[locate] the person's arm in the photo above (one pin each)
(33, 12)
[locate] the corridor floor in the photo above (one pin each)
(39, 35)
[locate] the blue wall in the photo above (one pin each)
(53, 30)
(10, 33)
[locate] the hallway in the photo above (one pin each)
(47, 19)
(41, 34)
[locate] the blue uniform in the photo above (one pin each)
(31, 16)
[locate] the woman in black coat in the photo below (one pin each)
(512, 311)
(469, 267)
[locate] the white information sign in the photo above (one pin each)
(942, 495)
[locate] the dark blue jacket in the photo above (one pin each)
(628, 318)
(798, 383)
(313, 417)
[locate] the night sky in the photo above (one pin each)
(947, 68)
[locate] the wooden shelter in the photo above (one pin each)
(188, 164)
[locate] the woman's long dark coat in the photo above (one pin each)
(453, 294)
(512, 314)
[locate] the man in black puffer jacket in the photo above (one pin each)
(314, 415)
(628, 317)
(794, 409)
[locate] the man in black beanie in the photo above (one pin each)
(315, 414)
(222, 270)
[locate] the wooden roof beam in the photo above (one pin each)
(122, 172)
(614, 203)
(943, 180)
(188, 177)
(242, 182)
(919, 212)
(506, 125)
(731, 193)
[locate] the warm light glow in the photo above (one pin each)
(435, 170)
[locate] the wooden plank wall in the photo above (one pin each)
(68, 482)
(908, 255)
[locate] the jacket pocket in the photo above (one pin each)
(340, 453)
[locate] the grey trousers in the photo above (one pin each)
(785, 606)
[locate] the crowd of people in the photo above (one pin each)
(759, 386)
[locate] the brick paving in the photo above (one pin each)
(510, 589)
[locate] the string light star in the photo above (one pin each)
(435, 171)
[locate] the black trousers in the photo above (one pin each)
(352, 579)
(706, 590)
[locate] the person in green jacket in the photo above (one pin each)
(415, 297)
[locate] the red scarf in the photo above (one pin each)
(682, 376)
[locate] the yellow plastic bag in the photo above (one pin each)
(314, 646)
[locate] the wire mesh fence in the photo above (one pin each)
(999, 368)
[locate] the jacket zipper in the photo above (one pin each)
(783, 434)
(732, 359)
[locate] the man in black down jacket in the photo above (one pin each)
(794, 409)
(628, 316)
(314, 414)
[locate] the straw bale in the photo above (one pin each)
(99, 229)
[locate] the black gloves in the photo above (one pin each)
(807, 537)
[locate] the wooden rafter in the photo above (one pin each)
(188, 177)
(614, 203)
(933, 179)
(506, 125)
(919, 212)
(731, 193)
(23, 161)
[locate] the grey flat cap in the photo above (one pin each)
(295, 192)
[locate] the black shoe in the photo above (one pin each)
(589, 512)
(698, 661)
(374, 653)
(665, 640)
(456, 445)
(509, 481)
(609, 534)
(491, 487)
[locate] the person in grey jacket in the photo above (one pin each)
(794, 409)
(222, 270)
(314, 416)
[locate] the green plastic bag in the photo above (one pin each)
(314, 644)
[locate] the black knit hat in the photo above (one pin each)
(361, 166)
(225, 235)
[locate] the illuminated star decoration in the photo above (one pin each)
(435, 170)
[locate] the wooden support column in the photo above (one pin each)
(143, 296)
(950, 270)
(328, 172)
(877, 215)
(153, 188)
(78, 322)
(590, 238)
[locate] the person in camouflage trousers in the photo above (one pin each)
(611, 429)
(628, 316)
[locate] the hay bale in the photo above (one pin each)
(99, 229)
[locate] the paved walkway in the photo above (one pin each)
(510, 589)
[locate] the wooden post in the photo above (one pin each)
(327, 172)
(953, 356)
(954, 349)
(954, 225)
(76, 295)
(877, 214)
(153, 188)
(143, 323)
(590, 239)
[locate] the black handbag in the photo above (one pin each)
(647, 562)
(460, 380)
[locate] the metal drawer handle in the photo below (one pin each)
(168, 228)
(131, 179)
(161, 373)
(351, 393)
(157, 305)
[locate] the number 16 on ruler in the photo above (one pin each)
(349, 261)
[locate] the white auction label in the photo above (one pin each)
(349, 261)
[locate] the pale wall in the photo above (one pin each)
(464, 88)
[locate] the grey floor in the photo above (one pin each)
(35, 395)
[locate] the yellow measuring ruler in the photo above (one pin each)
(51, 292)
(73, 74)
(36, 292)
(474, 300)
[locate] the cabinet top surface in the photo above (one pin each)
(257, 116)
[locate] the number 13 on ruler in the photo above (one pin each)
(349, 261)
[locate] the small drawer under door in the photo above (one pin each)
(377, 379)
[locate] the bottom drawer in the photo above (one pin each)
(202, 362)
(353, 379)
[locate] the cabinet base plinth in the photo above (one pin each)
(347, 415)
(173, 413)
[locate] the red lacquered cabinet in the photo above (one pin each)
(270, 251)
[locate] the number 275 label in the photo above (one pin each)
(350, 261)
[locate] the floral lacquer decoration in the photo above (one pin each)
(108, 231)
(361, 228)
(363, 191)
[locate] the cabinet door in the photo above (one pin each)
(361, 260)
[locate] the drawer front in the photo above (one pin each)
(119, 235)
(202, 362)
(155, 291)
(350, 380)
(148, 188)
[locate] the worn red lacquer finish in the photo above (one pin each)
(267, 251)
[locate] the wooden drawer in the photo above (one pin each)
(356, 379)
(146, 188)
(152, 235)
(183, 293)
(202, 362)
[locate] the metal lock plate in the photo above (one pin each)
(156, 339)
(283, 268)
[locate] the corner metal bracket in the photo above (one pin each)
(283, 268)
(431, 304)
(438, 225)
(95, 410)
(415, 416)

# # # #

_Task prompt_
Repeat the stretch from the line containing "[locate] the drawer" through the last line, and only those lines, requests included. Multiply every coordinate in the answers by 2.4 and round to whole numbers, with halves rounded up.

_Task solution_
[locate] the drawer front in the photo above (one pin each)
(286, 564)
(485, 869)
(372, 698)
(840, 912)
(355, 451)
[locate] the worn red lacquer finish in the photo above (one pin each)
(641, 602)
[locate] the wooden drawer in the photo above (one pin each)
(854, 910)
(350, 451)
(365, 564)
(439, 703)
(485, 869)
[locate] the metal lock plate in the photo above (one pin each)
(374, 814)
(679, 643)
[locate] the corner metal bracket in the photo above (one pin each)
(679, 643)
(1034, 730)
(1051, 540)
(228, 984)
(996, 998)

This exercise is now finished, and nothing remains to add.